Task statement.
Rewrite the data from the line with "of the mushroom" through the end of the data, changing "Quickstart" to "Overview" and leaving everything else as it is. Give only those lines.

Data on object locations
....
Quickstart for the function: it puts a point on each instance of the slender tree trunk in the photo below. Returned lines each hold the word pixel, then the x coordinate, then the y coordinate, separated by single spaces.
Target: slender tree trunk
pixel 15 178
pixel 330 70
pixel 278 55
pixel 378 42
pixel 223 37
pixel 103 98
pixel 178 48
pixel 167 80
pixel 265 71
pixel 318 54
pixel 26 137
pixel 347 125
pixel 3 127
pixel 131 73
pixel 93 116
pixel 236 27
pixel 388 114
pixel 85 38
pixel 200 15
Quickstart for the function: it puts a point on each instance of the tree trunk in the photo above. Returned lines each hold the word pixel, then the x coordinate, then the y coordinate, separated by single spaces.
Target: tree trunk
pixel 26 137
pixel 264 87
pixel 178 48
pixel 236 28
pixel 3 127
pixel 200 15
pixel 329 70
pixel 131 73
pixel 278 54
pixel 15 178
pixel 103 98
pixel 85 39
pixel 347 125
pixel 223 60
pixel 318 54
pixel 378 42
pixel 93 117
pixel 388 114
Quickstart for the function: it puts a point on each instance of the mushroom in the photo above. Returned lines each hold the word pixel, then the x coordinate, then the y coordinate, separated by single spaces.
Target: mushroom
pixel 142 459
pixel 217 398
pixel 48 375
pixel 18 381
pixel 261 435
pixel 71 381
....
Reply to the exercise.
Overview for the function: it puts a point on each instance of the mushroom in the photo above. Returned lines each hold the word pixel, then the x coordinate, then the y coordinate, separated by single spaces.
Target: mushroom
pixel 142 459
pixel 217 398
pixel 48 375
pixel 18 381
pixel 261 435
pixel 71 381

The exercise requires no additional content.